Problem requirements
Where a picture appears, leave it out; copy everything else in the records exactly.

Information

*** Begin section ***

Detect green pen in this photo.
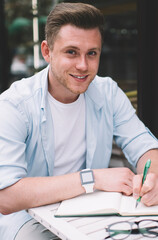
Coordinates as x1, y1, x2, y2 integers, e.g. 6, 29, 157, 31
135, 159, 151, 208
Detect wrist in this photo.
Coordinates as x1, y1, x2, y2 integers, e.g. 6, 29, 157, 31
80, 169, 95, 193
93, 168, 108, 191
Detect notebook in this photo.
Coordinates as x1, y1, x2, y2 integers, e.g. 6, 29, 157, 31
55, 190, 158, 217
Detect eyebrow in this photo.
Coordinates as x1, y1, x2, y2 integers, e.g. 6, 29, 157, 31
62, 45, 101, 52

*** End section ***

Result for this task
Detect green pen in this photo.
Coordinates as x1, y1, x2, y2 integers, e.g. 6, 29, 157, 31
135, 159, 151, 208
Detect wrist in this photo.
Coordinates as x1, y1, x2, y2 integers, e.g. 6, 29, 157, 31
80, 169, 95, 193
93, 168, 108, 191
Detect notebook in this photo.
Coordinates as x1, y1, x2, y2 integers, e.g. 6, 29, 157, 31
55, 190, 158, 217
Detect eyebrow in this photo.
Coordinates as x1, y1, x2, y2 integers, e.g. 6, 29, 157, 31
62, 45, 101, 52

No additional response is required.